▸ **PROBLEMS AND TASKS**
1. Answer these questions from the text below on India's COVID-19 vaccines, one answer a line, marked the same way.
(a) On what date did the Drug Controller General of India approve Covishield for emergency or conditional use?
(b) From where were the first batches of Covishield sent out on 12 January 2021?
(c) Which company developed Covaxin, and with which two bodies?
2. Using the text below on India's COVID-19 vaccines, explain in one to three sentences what kind of vaccine Covishield is and what it is based on.
3. Continue the text below on India's COVID-19 vaccines, starting after its last sentence.

▸ **TEXT PROVIDED**
On 1 January 2021, the Drug Controller General of India, approved the emergency or conditional use of AstraZeneca's COVID-19 vaccine AZD1222 (marketed as Covishield). Covishield is developed by the University of Oxford and its spin-out company, Vaccitech. It's a viral vector vaccine based on replication-deficient Adenovirus that causes cold in Chimpanzees.
It can be stored, transported and handled at normal refrigerated conditions (two-eight degrees Celsius/ 36-46 degrees Fahrenheit). It has a shelf-life of at least six months.

On 12 January 2021 first batches of Covishield vaccine was despatched from the Serum Institute of India.

===Covaxin===
On 2 January 2021, BBV152 (marketed as Covaxin), first indigenous vaccine, developed by Bharat Biotech in association with the Indian Council of Medical Research and National Institute of Virology received approval from the Drug Controller General of India for its emergency or conditional usage.

▸ **SOURCE INFORMATION**
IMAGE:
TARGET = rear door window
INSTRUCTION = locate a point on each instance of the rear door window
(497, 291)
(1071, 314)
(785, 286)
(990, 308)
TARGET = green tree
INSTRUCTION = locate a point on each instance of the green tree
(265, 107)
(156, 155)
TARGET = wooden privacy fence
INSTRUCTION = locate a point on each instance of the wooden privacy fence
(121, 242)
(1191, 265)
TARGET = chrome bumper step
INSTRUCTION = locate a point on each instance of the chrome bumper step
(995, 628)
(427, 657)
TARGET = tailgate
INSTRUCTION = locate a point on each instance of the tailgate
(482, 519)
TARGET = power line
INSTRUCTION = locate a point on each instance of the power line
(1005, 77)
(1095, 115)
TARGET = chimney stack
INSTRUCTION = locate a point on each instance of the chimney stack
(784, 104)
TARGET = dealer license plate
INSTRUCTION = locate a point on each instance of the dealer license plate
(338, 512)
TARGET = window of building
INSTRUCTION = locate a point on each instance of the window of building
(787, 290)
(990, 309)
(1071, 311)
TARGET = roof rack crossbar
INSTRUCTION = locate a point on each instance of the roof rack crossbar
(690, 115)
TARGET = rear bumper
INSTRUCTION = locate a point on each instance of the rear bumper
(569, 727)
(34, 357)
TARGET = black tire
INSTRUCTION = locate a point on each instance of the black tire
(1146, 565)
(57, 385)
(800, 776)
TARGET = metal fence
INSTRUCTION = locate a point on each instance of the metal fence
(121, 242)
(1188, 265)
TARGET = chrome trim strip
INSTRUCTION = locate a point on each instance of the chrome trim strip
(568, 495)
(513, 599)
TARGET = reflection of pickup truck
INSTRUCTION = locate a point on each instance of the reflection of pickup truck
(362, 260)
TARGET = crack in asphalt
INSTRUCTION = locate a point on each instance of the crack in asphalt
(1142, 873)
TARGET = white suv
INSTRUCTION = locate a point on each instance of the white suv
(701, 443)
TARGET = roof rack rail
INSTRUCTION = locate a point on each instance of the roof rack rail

▸ **PER-TASK OUTPUTS**
1.
(a) 1 January 2021.
(b) The Serum Institute of India.
(c) Bharat Biotech, with the Indian Council of Medical Research and the National Institute of Virology.

2. Covishield is a viral vector vaccine. It is based on a replication-deficient adenovirus that causes colds in chimpanzees.

3.
On 14 January 2021 first batches of Covaxin vaccine was despatched from the Bharat Biotech, albeit it was still in the third phase of testing.

===Others===
On 19 May 2021, Dr Reddy's Labs received Emergency Use Authorisation for anti-COVID drug 2-DG. On 21 February 2022, Drugs Controller General of India granted approval to Biological E's COVID-19 vaccine Corbevax, that can be used for children between 12 and 18 years of age.

On 21 October 2021, India completed administering of one billion Covid vaccines in the country.

On 8 January 2022, India crossed 1.5 billion Covid vaccines milestone in the country.

On 19 February 2022, India crossed 1.75 billion Covid vaccines milestone in the country.